ACTIVITY LIST:
1. In the article on India-Pakistan trade, rewrite the passage from "Transportation cost will" up to and including "and joint strategies.", changing "report" to "study".
2. Extend the article on India-Pakistan trade beyond its final sentence.

TEXT SHOWN:

···

KCCI sees $2 billion a year saving in trade with India

19 Oct, 2004

Transportation cost will be reduced by 2 billion dollars a year if India and Pakistan allow transportation of goods by road. This was stated in a report of Karachi Chamber of Commerce and Industry (KCCI) on trade with India. The report said that geographical proximity would reduce transportation cost by about 2 billion dollars.
The report said that although recorded trade between India and Pakistan is not more than 250 million dollars, but through third country and illegal channels it is more than 2 billion dollars. The actual potential of trade between the two countries is estimated in the vicinity of 10 to 15 billion dollars which, the report said, should be fully explored and expanded by adopting common approaches and joint strategies.
The report noted that in an era of globalisation, which contemplates liberalisation of trade also, the maxim of 'survival of fittest' would be the touchstone of trade promotion. As such, the days of captive market would no more return.
The report noted that the government of Pakistan must provide an enabling atmosphere to the industries for adhering to the principle of cost-effectiveness and quality and standard.

···

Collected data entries

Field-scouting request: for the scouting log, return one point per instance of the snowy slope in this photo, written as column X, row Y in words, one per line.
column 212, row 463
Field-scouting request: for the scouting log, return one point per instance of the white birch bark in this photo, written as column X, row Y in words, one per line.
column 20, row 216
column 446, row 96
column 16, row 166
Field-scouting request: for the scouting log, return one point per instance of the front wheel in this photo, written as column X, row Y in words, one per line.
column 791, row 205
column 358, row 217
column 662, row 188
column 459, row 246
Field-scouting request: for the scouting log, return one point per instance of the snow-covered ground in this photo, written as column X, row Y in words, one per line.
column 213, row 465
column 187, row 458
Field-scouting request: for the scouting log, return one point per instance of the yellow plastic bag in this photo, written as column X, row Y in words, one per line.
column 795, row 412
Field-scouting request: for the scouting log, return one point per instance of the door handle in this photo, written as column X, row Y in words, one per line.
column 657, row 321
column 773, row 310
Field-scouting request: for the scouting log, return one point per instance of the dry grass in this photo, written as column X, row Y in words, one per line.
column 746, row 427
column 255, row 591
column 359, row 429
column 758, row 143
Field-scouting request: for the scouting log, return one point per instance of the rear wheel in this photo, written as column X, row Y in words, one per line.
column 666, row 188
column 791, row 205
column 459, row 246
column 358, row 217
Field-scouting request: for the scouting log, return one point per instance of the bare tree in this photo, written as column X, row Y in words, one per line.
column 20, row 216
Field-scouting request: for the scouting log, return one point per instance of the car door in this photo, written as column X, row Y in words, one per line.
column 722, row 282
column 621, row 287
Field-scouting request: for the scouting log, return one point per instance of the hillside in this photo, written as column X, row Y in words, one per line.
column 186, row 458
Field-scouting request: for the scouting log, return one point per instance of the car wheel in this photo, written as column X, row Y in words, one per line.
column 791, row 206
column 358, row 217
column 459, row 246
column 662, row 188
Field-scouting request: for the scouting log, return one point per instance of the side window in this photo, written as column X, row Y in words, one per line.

···

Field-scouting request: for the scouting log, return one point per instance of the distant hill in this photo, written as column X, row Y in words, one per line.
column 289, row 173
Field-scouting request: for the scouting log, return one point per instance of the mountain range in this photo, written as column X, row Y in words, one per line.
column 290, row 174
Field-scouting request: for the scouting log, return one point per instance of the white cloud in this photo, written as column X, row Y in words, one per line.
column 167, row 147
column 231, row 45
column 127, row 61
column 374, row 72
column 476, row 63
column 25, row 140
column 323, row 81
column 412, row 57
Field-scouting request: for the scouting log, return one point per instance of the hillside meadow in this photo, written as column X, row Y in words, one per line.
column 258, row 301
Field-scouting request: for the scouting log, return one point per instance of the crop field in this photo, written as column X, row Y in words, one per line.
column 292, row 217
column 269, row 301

···

LIST OF ANSWERS:
1.
Transportation cost will be reduced by 2 billion dollars a year if India and Pakistan allow transportation of goods by road. This was stated in a study of Karachi Chamber of Commerce and Industry (KCCI) on trade with India. The study said that geographical proximity would reduce transportation cost by about 2 billion dollars.
The study said that although recorded trade between India and Pakistan is not more than 250 million dollars, but through third country and illegal channels it is more than 2 billion dollars. The actual potential of trade between the two countries is estimated in the vicinity of 10 to 15 billion dollars which, the study said, should be fully explored and expanded by adopting common approaches and joint strategies.

2.
It admitted that the Indian industry enjoys supremacy in value-added goods, including engineering, auto-industry, cement, pharmaceutical, chemicals, software and other high-tech industries, whereas Pakistan's edge lies in certain categories of textile products, leather goods, fruits, vegetables etc.
The report said that free trade with India would also eliminate, or at least contain, the element of smuggling or trade through third countries.
The governments of both countries would, therefore, be beneficiary in terms of tax revenue, and the businessmen would be able to purchase low-cost goods at comparatively low freight rates and the consumers at large would benefit as a result of fierce competition, the report remarked.
The report recommended to the government of Pakistan to grant the 'Most Favoured Nation' (MFN) status to India.
The report recommended that possibilities of giving effect to Safta earlier than January 2006 be examined.